**** Исходный отрывок ****

Читать книгу 📗 "Праведник мира. История о тихом подвиге Второй мировой - Греппи Карло"
Обряд не был религиозным, и до наших дней не дошло никаких документальных свидетельств, кроме воспоминаний присутствовавших или свидетельств тех, кто в последующие десятилетия пытался восстановить ход событий. В других приходах Фоссано тоже не осталось записей, хотя Томсон и говорил о «молебне на улице Микелини» 30 апреля в родительском доме Лоренцо. Затем «последовали похороны в церкви Сан-Джорджио», но, скорее всего, имеется в виду панихида, на которой присутствовало большинство жителей Бурге [1407] и часть которой, судя по четким воспоминаниям Эммы, прошла внутри церкви.
Если бы Примо в 1952 году уже стал тем, кого скоро узнал весь мир, все было бы проще и яснее. «Единственный путь к спасению парадоксален и противоречив», — написал много позже Леви в «Канувших и спасенных» [1408], [1409]. Однако определенная нам дорога пролегает сквозь непроходимые заросли, так напоминающие последние недели и часы Лоренцо.
До нас дошли трогательные детали прощания. Братья и сестры Лоренцо «молчаливо провожали взглядом Леви, пока он клал цветы в открытый гроб», писал Томсон [1410]. Мэр Манфреди вспоминал: тело Лоренцо «перевезли из Савильяно в церковь Сан-Джорджио в Борго-Веккьо, где жили Пероне. На похороны пришло много людей. В первом ряду был Примо Леви с женой и дочерью» [1411]. (Эмма, которая видела, как приехали Леви, не помнит, чтобы с ними на вокзале была девочка [1412].) По словам Манфреди, Примо «был в белом свитере» (так уверяла и жена Секондо [1413]): «В этой маленькой детали была вся нежность, с какой семья относилась к человеку, увековеченному пером Леви» [1414].
Лоренцо умер от беспросветности. Он спас Леви, а вот Примо, как ни старался, не сумел — muradur направился по жизни «не в ту сторону». Именно поэтому, по словам Энджер, в глазах семьи «смерть Лоренцо была не мученичеством, а трагедией и семейным позором» [1415].
Через 70 лет хмурым весенним днем я искал на кладбище Фоссано участок 569. Оказалось, Лоренцо погребен под фамилией Перроне (с двумя «р»). Второй раз я пришел сюда летом, чтобы под ярким солнцем все получше рассмотреть.
Надгробие изъедено временем, и выбитые имена уже едва заметны. Тут похоронены еще одни Перроне: другой Лоренцо — дядя и он же крестный того, которого я ищу, и его жена. Лоренцо-старший умер, когда племянник только вернулся с военной службы.
Через 20 лет останки Лоренцо перезахоронили в семейную могилу, «превратив» его в Пероне с одной «р» (как и все родственники). На надгробие поместили его фото времен военной службы: лицо веселое и даже угадывается полуулыбка, поза строгая, но не отталкивающая. Рядом — портреты: отца Джузеппе; матери Джованны, пережившей его на 8 лет [1416], старшего брата Джованни (бородача Джуанина) (умер в 1976-м) и младшего брата Микеле (умер в 1988-м), сестер Джованны (умерла в 1979-м) и Катерины (умерла в 1992-м). Не хватает только еще одного младшего брата, Секондо. Почти все похороненные здесь ближайшие родственники умерли через 24–40 лет после Лоренцо — раньше скончался только его отец.

****

- _Что сделать_
[1] Кратко перескажите абзац отрывка, который начинается словами «Надгробие изъедено временем», сохранив основные факты.
[2] Под какой фамилией, судя по отрывку, Лоренцо был погребен на кладбище Фоссано, когда автор нашел участок 569?
[3] Продублируйте часть отрывка: начните с места, где стоят слова "Лоренцо умер от", и остановитесь после слов "все получше рассмотреть.".

**** Строки данных ****

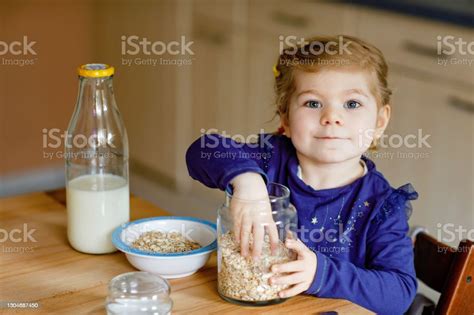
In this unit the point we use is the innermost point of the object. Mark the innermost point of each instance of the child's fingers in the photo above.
(292, 266)
(245, 231)
(258, 234)
(293, 278)
(290, 235)
(294, 290)
(237, 227)
(273, 235)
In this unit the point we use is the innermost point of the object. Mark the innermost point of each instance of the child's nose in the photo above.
(331, 117)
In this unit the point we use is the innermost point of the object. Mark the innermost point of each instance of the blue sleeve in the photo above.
(387, 284)
(215, 160)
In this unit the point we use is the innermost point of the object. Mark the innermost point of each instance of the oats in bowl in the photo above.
(164, 242)
(243, 279)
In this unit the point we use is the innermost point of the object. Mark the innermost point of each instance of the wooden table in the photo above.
(44, 269)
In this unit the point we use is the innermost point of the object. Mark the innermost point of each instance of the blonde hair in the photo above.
(352, 52)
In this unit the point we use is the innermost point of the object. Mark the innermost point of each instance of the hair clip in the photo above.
(276, 73)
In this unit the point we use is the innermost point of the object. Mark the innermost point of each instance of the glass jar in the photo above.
(96, 160)
(139, 293)
(242, 280)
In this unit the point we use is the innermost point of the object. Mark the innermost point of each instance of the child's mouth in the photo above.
(331, 138)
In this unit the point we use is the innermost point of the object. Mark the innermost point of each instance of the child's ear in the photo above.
(383, 117)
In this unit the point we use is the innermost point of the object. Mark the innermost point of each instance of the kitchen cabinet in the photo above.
(441, 168)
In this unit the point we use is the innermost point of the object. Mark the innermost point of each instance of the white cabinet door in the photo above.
(441, 169)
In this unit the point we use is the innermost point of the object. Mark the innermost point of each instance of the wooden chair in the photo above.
(447, 270)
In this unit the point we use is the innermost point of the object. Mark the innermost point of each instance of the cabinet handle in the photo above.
(461, 104)
(215, 38)
(284, 18)
(423, 50)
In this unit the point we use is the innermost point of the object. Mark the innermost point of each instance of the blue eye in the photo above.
(313, 104)
(352, 104)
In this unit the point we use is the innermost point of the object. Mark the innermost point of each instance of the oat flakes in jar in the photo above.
(243, 280)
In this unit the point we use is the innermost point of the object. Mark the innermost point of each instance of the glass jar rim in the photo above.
(272, 198)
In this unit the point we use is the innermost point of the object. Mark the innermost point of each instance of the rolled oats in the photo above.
(243, 278)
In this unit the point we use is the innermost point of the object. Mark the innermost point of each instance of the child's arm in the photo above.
(387, 284)
(215, 160)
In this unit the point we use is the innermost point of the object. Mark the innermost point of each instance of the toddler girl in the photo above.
(352, 244)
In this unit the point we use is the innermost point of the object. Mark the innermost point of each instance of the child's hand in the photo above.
(301, 272)
(252, 213)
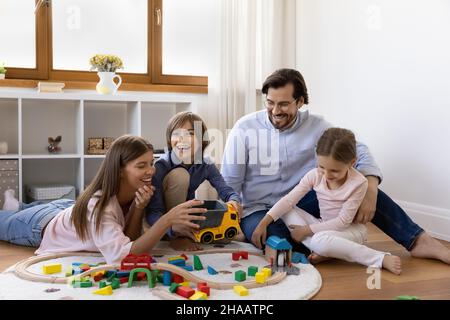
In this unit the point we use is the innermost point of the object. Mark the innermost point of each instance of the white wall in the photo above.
(382, 69)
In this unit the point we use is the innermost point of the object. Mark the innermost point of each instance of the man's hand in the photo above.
(299, 233)
(368, 206)
(237, 206)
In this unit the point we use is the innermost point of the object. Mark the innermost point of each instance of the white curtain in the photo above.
(253, 39)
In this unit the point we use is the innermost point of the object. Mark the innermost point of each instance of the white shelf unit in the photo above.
(28, 118)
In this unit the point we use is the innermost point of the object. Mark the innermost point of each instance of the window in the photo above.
(56, 43)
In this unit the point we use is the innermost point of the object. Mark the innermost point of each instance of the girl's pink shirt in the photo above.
(110, 241)
(337, 207)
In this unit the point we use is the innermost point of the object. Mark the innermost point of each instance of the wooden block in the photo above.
(267, 272)
(260, 277)
(198, 295)
(106, 291)
(52, 268)
(241, 290)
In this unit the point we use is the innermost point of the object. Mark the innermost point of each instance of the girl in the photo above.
(181, 170)
(107, 217)
(340, 190)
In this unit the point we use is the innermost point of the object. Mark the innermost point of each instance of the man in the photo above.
(269, 151)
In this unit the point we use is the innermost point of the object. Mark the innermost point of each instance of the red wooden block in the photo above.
(98, 277)
(185, 291)
(244, 254)
(236, 256)
(141, 276)
(205, 289)
(123, 280)
(176, 278)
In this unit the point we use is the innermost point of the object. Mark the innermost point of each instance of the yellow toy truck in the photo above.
(222, 221)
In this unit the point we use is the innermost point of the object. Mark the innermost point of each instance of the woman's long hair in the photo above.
(107, 180)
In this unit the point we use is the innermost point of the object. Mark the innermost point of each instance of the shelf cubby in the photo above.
(42, 119)
(9, 126)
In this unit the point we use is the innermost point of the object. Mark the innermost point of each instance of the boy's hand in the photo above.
(299, 233)
(237, 206)
(259, 235)
(143, 196)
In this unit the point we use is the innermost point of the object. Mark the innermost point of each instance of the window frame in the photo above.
(153, 78)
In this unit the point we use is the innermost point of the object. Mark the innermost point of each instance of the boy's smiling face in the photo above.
(184, 143)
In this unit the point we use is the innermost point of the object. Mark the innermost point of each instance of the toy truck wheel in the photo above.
(230, 233)
(207, 238)
(281, 260)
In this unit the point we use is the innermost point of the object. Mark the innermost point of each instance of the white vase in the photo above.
(3, 147)
(106, 85)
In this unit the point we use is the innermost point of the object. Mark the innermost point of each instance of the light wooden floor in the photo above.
(426, 279)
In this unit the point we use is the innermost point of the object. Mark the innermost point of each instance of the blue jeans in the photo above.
(389, 217)
(24, 227)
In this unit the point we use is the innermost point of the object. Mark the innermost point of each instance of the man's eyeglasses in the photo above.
(283, 105)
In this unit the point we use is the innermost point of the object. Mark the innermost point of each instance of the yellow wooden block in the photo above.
(260, 277)
(267, 272)
(106, 291)
(241, 290)
(52, 268)
(176, 258)
(198, 295)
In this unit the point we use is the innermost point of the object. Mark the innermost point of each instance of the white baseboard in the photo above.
(436, 221)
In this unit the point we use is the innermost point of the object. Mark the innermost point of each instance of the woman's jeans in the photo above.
(24, 226)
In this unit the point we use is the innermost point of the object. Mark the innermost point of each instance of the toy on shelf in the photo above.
(278, 252)
(222, 221)
(99, 146)
(53, 144)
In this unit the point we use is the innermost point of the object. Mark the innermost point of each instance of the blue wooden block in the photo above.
(123, 274)
(188, 268)
(212, 271)
(167, 278)
(299, 257)
(178, 262)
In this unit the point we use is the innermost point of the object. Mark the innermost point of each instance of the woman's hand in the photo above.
(143, 196)
(259, 235)
(299, 233)
(182, 214)
(237, 206)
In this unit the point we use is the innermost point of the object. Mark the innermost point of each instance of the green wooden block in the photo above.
(252, 270)
(240, 276)
(197, 263)
(102, 284)
(173, 287)
(115, 284)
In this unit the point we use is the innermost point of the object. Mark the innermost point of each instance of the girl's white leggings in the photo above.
(346, 244)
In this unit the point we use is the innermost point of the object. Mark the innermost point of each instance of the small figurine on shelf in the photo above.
(53, 144)
(2, 70)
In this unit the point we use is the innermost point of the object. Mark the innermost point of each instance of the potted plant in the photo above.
(2, 71)
(106, 65)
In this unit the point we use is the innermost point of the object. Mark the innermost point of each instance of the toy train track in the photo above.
(21, 269)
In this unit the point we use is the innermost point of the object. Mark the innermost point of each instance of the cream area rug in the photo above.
(293, 287)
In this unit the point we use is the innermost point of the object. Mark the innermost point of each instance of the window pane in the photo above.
(17, 33)
(187, 34)
(83, 28)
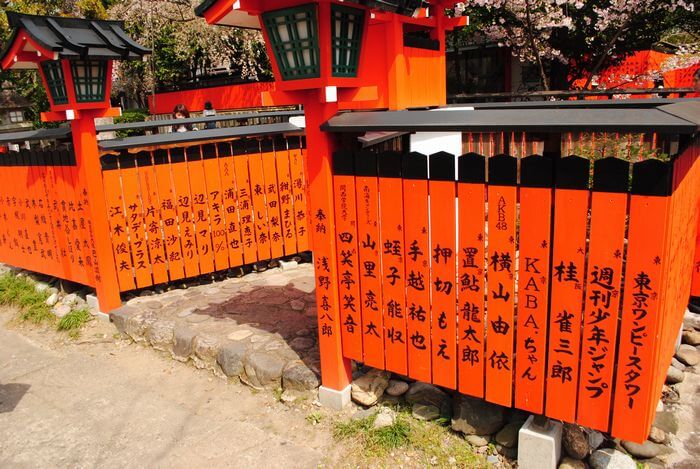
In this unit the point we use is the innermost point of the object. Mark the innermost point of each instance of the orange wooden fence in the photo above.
(173, 212)
(554, 285)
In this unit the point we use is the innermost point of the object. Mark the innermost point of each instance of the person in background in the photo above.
(181, 112)
(209, 111)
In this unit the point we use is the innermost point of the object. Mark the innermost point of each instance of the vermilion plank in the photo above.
(471, 191)
(443, 241)
(417, 262)
(533, 282)
(346, 253)
(568, 270)
(367, 196)
(502, 199)
(602, 303)
(392, 261)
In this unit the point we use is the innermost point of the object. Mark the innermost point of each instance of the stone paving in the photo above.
(260, 328)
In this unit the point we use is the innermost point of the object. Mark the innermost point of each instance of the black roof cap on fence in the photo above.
(472, 168)
(572, 172)
(503, 170)
(343, 163)
(536, 171)
(652, 177)
(415, 166)
(75, 38)
(611, 175)
(442, 166)
(557, 120)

****

- _Готовые решения_
[1] Надгробие сильно пострадало от времени, имена на нем почти не видны. Здесь похоронены еще одни Перроне: другой Лоренцо, дядя и крестный того Лоренцо, которого ищет автор, и его жена. Дядя умер, когда племянник только вернулся с военной службы.

[2] Под фамилией Перроне, с двумя «р».

[3]
Лоренцо умер от беспросветности. Он спас Леви, а вот Примо, как ни старался, не сумел — muradur направился по жизни «не в ту сторону». Именно поэтому, по словам Энджер, в глазах семьи «смерть Лоренцо была не мученичеством, а трагедией и семейным позором» [1415].
Через 70 лет хмурым весенним днем я искал на кладбище Фоссано участок 569. Оказалось, Лоренцо погребен под фамилией Перроне (с двумя «р»). Второй раз я пришел сюда летом, чтобы под ярким солнцем все получше рассмотреть.